## DIRECTIONS FOR THIS TASK
Swap "dark hair" for "brown hair" in the rows from the line with "the person's arm" through the end of the rows, and reproduce only those lines with nothing else changed.
───── EXERCISE INPUTS ─────
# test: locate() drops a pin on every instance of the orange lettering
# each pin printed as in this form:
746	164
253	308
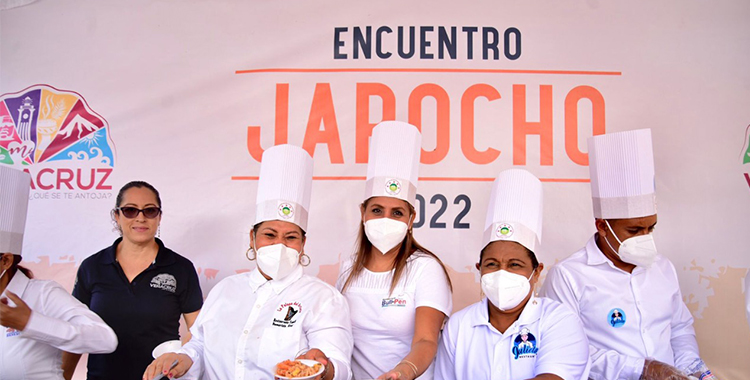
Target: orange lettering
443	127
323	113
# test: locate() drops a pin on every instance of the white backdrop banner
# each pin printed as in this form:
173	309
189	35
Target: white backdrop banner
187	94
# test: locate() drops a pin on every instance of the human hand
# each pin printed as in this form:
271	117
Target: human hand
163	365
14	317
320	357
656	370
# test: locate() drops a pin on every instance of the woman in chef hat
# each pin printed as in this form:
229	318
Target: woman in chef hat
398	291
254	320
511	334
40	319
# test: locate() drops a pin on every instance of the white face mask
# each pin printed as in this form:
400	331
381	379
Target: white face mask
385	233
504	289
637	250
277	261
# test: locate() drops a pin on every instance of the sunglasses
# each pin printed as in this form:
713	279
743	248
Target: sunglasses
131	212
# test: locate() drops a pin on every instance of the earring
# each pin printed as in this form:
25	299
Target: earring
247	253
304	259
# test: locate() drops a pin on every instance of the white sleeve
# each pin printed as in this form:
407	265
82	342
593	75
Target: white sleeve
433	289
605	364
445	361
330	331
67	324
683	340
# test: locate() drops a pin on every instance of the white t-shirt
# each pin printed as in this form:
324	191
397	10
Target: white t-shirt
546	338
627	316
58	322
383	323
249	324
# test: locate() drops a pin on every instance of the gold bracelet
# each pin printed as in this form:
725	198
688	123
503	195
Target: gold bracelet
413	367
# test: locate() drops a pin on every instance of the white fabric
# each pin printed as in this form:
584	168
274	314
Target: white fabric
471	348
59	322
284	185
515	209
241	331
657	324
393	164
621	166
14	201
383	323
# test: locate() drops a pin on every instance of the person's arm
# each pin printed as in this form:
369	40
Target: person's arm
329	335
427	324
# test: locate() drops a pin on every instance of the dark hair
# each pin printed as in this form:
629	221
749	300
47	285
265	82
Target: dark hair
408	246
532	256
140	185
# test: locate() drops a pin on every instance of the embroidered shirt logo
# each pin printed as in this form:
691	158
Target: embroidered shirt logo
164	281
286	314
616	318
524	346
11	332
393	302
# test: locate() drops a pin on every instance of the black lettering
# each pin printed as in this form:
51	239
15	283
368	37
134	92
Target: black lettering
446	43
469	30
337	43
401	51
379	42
─────
## EXERCISE ANSWER
# test: locate() drops a pin on every instance of the person's arm
# each pin printed as in this form:
369	40
Target: person's arm
329	335
427	324
# test: locate() drops a pin on every instance of the brown hair
# each pin printed as in this form:
629	221
749	300
47	285
265	82
Target: brown hair
408	246
532	256
140	185
# test: locate() drops a pin on every instance of the embroidered shirt logo
# each pin printed as in this form:
691	158
Target: embroidered shirt logo
164	281
286	314
616	318
524	346
11	332
393	302
# test: locate() drops a pin on every instance of the black lettering
# each pin printed as in this form:
51	239
15	283
368	37
134	92
Target: black lettering
446	43
469	30
337	43
401	51
379	42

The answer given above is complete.